* [ЗАДАНИЕ A] Как по исходному тексту зовут героев повести «Третья правда», чьи характеры даны с размахом?
* [ЗАДАНИЕ B] Сверьте с исходным текстом три утверждения и для каждого ответьте «да» или «нет», приведя решающие слова текста дословно: (i) повесть «Третья правда» названа скорее камерной; (ii) текст приурочен к 80-летию со дня рождения Леонида Бородина; (iii) Бородин считал желательным видеть линию своей судьбы штрихом на плане судьбы народной.

* [ИСХОДНЫЙ ТЕКСТ]
Александр БАЛТИН. «ФОНАРИ ВЕСЁЛЫЕ И БЕЛЫЕ САДЫ…». К 85-летию со дня рождения Леонида Бородина
Александр БАЛТИН
«ФОНАРИ ВЕСЁЛЫЕ И БЕЛЫЕ САДЫ…»
К 85-летию со дня рождения Леонида Бородина
Эпосом веет от «Третьей правды» Леонида Бородина; хотя повесть скорее камерная; но… нечто, овевающее её, мерцает величием силы – и любви: к космосу края родного, и людям, живущим там; характеры Ивана Рябинина и Андриана Селиванова даны с размахом, врывающимся в равнодушные недра вечности, дабы не могли они никак влиять на силу говоримого…
Бородин, формулируя своё кредо – в том числе, вероятно, и писательское, – говорил: «Как это желательно – видеть линию своей судьбы штрихом на плане судьбы народной».

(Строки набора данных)
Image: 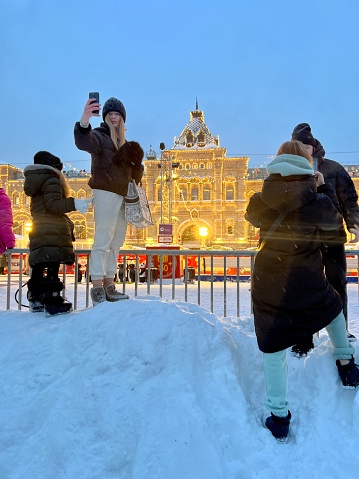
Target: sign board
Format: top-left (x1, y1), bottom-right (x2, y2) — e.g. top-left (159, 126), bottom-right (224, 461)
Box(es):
top-left (158, 235), bottom-right (173, 243)
top-left (158, 224), bottom-right (173, 236)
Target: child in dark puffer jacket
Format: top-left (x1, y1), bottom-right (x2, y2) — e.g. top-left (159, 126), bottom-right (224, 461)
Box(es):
top-left (24, 151), bottom-right (92, 315)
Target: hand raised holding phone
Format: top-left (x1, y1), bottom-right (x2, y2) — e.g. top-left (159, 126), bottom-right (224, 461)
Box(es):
top-left (80, 92), bottom-right (101, 126)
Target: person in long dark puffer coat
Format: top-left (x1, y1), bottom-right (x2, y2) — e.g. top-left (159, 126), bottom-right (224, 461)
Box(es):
top-left (74, 97), bottom-right (144, 306)
top-left (292, 123), bottom-right (359, 357)
top-left (24, 151), bottom-right (92, 314)
top-left (246, 141), bottom-right (359, 441)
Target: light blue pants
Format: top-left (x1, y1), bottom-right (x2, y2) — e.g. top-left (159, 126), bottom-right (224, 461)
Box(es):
top-left (90, 190), bottom-right (127, 280)
top-left (263, 312), bottom-right (355, 417)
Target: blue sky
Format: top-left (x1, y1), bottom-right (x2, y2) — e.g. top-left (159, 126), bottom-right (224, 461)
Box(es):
top-left (0, 0), bottom-right (359, 170)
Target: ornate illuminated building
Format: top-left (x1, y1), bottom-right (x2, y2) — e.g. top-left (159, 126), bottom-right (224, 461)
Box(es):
top-left (0, 105), bottom-right (359, 249)
top-left (145, 104), bottom-right (249, 249)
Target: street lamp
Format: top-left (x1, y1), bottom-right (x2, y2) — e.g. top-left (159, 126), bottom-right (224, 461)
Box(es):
top-left (199, 226), bottom-right (208, 249)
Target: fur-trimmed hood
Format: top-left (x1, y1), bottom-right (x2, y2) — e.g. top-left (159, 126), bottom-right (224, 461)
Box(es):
top-left (112, 141), bottom-right (144, 166)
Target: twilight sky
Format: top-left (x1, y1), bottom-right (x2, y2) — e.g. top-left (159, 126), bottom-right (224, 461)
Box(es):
top-left (0, 0), bottom-right (359, 170)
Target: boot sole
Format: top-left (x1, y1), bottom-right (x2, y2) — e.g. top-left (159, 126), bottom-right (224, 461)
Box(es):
top-left (106, 296), bottom-right (130, 303)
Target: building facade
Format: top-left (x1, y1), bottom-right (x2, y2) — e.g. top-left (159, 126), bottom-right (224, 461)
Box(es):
top-left (0, 106), bottom-right (359, 249)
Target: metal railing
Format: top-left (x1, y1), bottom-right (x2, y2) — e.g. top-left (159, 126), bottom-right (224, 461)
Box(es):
top-left (0, 249), bottom-right (359, 318)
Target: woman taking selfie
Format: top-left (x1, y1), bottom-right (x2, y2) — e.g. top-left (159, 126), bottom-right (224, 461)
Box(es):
top-left (74, 97), bottom-right (144, 306)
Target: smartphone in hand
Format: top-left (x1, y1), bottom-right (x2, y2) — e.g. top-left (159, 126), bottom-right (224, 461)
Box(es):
top-left (89, 91), bottom-right (100, 115)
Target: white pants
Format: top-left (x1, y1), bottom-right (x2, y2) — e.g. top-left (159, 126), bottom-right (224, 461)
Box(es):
top-left (90, 190), bottom-right (127, 280)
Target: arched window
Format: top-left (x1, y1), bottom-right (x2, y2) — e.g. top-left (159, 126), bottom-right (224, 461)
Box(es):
top-left (180, 188), bottom-right (187, 201)
top-left (186, 131), bottom-right (194, 148)
top-left (203, 186), bottom-right (211, 201)
top-left (74, 220), bottom-right (87, 240)
top-left (197, 130), bottom-right (206, 146)
top-left (191, 186), bottom-right (198, 201)
top-left (226, 186), bottom-right (234, 201)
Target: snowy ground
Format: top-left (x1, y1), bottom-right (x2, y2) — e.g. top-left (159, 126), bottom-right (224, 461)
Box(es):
top-left (0, 284), bottom-right (359, 479)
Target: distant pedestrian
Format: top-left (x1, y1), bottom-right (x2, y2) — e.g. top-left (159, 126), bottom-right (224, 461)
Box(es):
top-left (0, 188), bottom-right (15, 256)
top-left (129, 263), bottom-right (136, 283)
top-left (24, 151), bottom-right (92, 314)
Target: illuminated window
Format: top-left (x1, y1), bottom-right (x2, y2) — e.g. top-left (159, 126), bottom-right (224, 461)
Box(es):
top-left (203, 187), bottom-right (211, 201)
top-left (197, 130), bottom-right (206, 146)
top-left (226, 186), bottom-right (234, 201)
top-left (186, 131), bottom-right (194, 148)
top-left (180, 190), bottom-right (187, 201)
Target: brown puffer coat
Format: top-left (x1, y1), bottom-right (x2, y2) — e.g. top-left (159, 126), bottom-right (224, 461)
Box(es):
top-left (24, 165), bottom-right (76, 267)
top-left (74, 122), bottom-right (144, 196)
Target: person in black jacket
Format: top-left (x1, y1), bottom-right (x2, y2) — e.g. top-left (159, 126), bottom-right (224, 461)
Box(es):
top-left (292, 123), bottom-right (359, 357)
top-left (75, 97), bottom-right (144, 306)
top-left (24, 151), bottom-right (92, 315)
top-left (245, 141), bottom-right (359, 442)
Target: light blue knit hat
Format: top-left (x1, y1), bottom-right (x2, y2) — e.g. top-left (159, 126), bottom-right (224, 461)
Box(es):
top-left (267, 153), bottom-right (314, 176)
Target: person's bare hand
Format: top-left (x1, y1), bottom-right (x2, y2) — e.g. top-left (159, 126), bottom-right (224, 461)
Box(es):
top-left (81, 98), bottom-right (101, 125)
top-left (349, 225), bottom-right (359, 243)
top-left (314, 171), bottom-right (325, 186)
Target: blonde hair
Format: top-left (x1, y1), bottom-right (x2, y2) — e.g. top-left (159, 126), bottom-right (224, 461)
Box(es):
top-left (105, 113), bottom-right (125, 150)
top-left (59, 171), bottom-right (69, 198)
top-left (277, 140), bottom-right (313, 165)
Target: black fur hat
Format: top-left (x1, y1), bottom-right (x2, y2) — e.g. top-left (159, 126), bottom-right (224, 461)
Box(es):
top-left (34, 151), bottom-right (63, 171)
top-left (102, 96), bottom-right (126, 123)
top-left (292, 123), bottom-right (317, 148)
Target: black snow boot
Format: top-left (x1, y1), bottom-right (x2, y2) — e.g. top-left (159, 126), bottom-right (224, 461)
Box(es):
top-left (291, 336), bottom-right (314, 358)
top-left (265, 411), bottom-right (292, 443)
top-left (27, 279), bottom-right (45, 313)
top-left (336, 357), bottom-right (359, 389)
top-left (42, 278), bottom-right (72, 316)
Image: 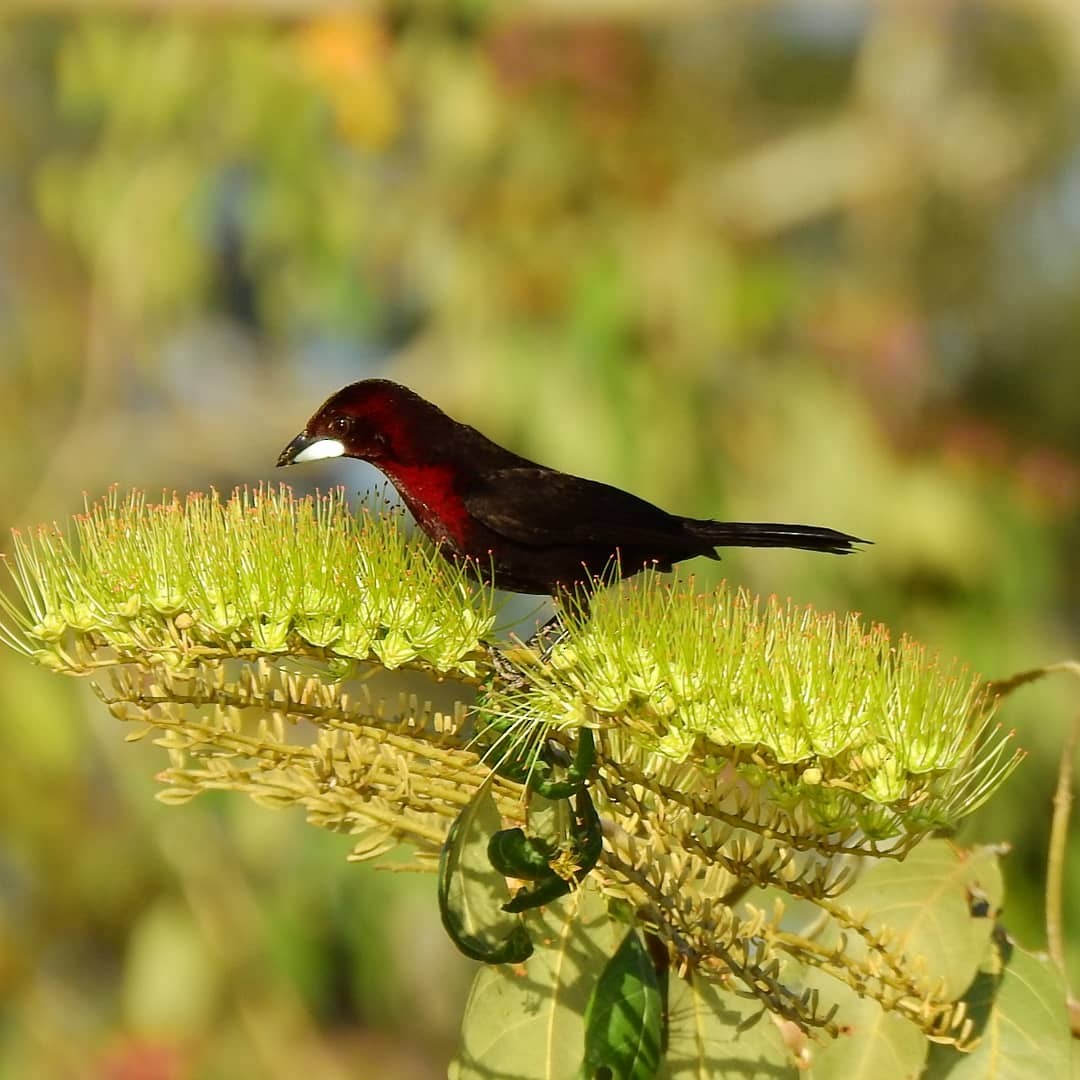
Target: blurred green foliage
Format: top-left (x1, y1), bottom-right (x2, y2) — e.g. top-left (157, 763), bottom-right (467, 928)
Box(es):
top-left (0, 0), bottom-right (1080, 1080)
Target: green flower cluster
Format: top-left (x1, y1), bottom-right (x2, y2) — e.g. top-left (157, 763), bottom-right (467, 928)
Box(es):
top-left (487, 573), bottom-right (1018, 838)
top-left (0, 486), bottom-right (495, 678)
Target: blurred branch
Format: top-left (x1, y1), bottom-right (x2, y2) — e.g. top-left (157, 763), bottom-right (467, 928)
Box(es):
top-left (1047, 717), bottom-right (1080, 1034)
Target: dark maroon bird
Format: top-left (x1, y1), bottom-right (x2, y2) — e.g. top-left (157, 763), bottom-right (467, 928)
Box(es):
top-left (278, 379), bottom-right (867, 595)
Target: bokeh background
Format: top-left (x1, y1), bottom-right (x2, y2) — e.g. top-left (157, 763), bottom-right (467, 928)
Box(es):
top-left (0, 0), bottom-right (1080, 1080)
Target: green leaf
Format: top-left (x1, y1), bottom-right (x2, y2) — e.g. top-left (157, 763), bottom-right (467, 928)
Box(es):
top-left (660, 972), bottom-right (799, 1080)
top-left (927, 941), bottom-right (1072, 1080)
top-left (582, 929), bottom-right (664, 1080)
top-left (438, 786), bottom-right (532, 963)
top-left (449, 887), bottom-right (624, 1080)
top-left (800, 983), bottom-right (930, 1080)
top-left (840, 840), bottom-right (1004, 997)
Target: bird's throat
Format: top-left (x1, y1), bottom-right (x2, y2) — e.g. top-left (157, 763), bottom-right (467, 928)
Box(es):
top-left (379, 461), bottom-right (470, 552)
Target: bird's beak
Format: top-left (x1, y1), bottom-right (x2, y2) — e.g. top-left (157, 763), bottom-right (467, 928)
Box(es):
top-left (278, 431), bottom-right (345, 469)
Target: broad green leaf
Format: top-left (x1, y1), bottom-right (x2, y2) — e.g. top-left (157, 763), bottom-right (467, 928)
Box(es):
top-left (799, 973), bottom-right (930, 1080)
top-left (449, 887), bottom-right (625, 1080)
top-left (582, 929), bottom-right (664, 1080)
top-left (438, 786), bottom-right (532, 963)
top-left (660, 972), bottom-right (799, 1080)
top-left (825, 840), bottom-right (1004, 997)
top-left (927, 943), bottom-right (1072, 1080)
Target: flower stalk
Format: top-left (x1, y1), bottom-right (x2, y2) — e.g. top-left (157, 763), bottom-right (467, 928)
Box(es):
top-left (0, 487), bottom-right (1020, 1041)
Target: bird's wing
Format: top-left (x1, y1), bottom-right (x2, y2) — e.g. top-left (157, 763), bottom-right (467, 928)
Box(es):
top-left (464, 467), bottom-right (686, 551)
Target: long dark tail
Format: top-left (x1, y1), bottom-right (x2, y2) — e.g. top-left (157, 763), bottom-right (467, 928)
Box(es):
top-left (684, 517), bottom-right (872, 555)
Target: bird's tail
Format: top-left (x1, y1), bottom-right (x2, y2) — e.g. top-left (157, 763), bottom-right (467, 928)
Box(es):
top-left (684, 518), bottom-right (872, 555)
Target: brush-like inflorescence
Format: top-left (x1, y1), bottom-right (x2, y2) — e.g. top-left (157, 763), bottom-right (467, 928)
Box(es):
top-left (488, 572), bottom-right (1018, 850)
top-left (0, 488), bottom-right (1017, 1038)
top-left (4, 487), bottom-right (495, 677)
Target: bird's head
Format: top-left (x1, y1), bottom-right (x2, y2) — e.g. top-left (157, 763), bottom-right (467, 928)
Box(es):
top-left (278, 379), bottom-right (442, 467)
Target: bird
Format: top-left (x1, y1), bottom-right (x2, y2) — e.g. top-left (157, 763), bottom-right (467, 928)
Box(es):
top-left (278, 379), bottom-right (869, 597)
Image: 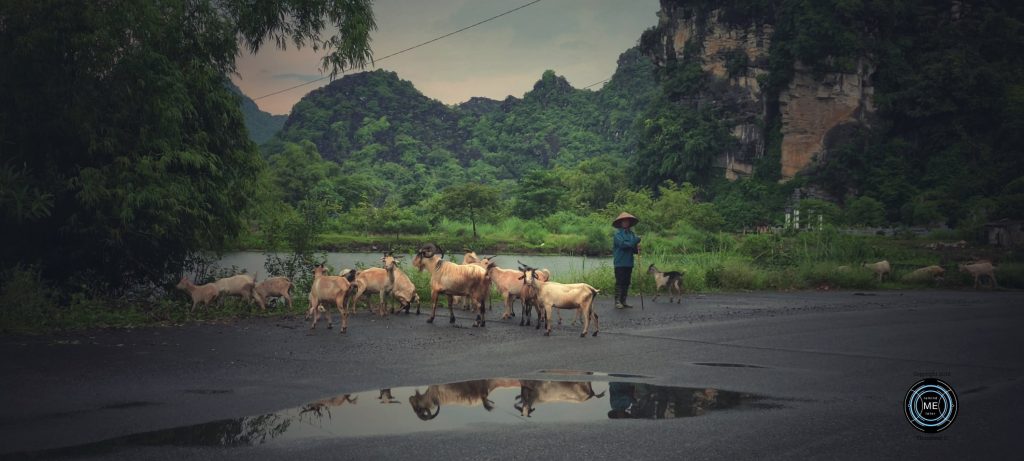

* [ПОЛНЫЙ ОТВЕТ A] Иван Рябинин и Андриан Селиванов.

* [ПОЛНЫЙ ОТВЕТ B]
(i) Да: «хотя повесть скорее камерная».
(ii) Нет: «К 85-летию со дня рождения Леонида Бородина».
(iii) Да: «Как это желательно – видеть линию своей судьбы штрихом на плане судьбы народной».